------ PROVIDED RECORDS ------

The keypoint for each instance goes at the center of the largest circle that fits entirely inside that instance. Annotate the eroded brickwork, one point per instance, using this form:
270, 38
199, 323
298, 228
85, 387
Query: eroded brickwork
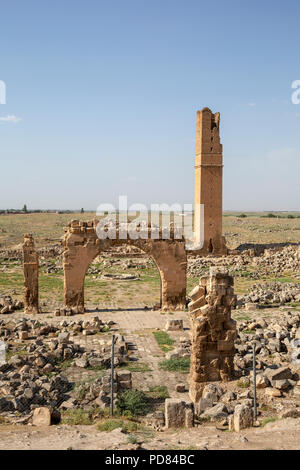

------

→ **WORK REQUIRED**
Copy every line of the data above word for word, but leave the picture out.

→ **THE COMPLETED TASK**
The keypoint for each instance goes at the center of the largest circle that fits entirely inside that instance. Annotate the eroded brickwork, one point per instance, using this form:
270, 38
199, 323
298, 228
85, 387
Query: eroded brickwork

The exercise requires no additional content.